::: Text to read

1. Introduction
With the rapid development of technology and societal progress, efficient authentication is needed in many fields, e.g., surveillance, human–computer interaction, and biometric identification. The face, as a unique personal identity, has many advantages: it allows for good interaction and is stable, difficult to counterfeit, and cannot be lost, etc., has been widely used in authentication. In recent years, the improvement of 3D data acquisition on devices and computer processing capabilities make a rapid development of the 3D facial recognition technology. Compared with a 2D face, which is easily affected by external factors, such as facial expression, pose, illumination, and age variations, 3D data can express facial information more comprehensively and richly, and better reflect the geometric structure of the human face. Even though there is some loss of information caused by external conditions, it is still much smaller than with 2D data, so more and more researchers are focusing on the 3D field.
The existing 3D facial recognition techniques can be roughly classified into three categories: globally based, locally based, and multimodal hybrid methods. Global feature-based methods often extract statistical features from depth images [
1]. Thakare et al. [
2] used the principal component analysis (PCA) components of the normalized depth image and moment invariants on mesh images to implement an automatic 3D facial recognition system based on the fuzzy neural network (FNN). Independent component analysis (ICA) [
3], linear discriminant analysis (LDA) [
4], and sparse preserving projection (SPP) [
5] are also used to extract global facial features. The global features mainly describe the properties of the whole face, and have rotation invariance, simple calculation, and intuitive representation; however, they have high dimensional features, and cannot describe detailed changes of the face.

::::::

Please answer these questions from the introduction on 3D facial recognition:
(a) Which four external factors does it list as easily affecting a 2D face?
(b) Into what three categories are existing 3D facial recognition techniques roughly classified?
(c) What kind of network was Thakare et al.'s automatic 3D facial recognition system based on?

::: Dataset records

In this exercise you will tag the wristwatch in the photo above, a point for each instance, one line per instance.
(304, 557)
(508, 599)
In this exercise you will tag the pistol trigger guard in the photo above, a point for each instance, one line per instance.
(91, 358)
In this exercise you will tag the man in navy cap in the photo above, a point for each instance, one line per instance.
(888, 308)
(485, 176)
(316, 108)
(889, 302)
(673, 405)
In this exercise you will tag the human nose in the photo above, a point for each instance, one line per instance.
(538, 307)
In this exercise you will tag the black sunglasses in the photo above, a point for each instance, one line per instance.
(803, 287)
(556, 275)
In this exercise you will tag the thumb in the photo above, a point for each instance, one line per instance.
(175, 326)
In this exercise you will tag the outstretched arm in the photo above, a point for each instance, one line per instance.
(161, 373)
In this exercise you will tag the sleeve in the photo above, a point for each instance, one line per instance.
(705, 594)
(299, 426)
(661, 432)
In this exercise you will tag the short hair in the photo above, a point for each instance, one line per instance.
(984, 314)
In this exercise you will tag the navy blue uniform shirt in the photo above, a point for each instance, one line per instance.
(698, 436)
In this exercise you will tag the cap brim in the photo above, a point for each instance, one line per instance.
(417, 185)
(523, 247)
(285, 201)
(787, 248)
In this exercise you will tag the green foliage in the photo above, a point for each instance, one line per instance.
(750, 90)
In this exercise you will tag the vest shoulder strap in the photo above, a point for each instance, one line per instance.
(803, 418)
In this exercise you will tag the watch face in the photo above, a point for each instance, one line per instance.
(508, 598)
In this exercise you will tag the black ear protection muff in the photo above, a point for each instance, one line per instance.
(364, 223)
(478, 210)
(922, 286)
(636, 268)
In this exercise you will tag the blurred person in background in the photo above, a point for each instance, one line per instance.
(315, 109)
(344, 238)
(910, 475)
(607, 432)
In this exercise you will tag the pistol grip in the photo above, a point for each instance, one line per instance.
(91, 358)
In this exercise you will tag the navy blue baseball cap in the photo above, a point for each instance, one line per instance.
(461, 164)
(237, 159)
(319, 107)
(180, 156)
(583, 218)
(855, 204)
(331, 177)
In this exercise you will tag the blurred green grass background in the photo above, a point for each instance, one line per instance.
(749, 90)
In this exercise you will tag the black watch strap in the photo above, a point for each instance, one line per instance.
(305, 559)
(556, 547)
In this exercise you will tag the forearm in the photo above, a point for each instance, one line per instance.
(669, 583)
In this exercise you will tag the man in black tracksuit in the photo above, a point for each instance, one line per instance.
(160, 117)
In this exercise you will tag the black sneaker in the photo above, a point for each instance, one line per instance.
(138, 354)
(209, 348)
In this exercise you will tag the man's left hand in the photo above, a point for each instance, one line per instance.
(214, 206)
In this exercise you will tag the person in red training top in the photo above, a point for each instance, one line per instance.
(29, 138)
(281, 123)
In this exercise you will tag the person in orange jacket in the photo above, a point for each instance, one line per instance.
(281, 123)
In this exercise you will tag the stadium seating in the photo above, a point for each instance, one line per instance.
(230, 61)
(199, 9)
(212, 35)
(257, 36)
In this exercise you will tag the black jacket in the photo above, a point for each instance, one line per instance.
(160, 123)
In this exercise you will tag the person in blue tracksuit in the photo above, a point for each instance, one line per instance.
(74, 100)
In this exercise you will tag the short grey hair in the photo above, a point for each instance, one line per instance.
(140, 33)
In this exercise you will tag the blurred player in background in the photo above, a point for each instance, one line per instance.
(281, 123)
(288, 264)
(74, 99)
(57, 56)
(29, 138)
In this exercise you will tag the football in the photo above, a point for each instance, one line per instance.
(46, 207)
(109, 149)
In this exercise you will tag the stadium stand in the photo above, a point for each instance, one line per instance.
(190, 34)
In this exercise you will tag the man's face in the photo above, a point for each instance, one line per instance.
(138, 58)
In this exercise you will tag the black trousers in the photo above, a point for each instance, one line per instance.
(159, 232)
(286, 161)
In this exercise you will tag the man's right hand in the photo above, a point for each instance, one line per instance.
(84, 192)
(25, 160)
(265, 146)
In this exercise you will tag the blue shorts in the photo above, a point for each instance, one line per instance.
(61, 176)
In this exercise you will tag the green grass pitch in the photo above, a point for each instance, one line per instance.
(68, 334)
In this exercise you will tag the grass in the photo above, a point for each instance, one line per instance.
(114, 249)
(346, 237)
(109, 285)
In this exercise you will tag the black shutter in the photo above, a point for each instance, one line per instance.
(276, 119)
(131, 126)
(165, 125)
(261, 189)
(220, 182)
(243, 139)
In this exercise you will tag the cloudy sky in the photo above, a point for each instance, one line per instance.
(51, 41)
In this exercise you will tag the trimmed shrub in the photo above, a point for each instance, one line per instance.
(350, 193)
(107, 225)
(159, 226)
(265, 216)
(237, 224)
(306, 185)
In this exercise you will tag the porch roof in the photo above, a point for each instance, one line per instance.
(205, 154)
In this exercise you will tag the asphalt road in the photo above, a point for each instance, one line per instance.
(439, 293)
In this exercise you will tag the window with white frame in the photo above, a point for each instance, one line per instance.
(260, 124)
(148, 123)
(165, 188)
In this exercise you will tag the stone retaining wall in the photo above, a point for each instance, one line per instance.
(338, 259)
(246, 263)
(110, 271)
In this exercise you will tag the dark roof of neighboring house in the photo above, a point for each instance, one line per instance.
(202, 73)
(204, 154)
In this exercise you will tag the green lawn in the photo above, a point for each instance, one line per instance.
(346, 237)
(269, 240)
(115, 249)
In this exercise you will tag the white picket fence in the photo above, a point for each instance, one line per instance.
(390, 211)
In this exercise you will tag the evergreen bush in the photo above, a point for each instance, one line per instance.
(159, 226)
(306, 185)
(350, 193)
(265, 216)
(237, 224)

::::::

• Task output:
(a) Facial expression, pose, illumination, and age variations.
(b) Globally based, locally based, and multimodal hybrid methods.
(c) A fuzzy neural network (FNN).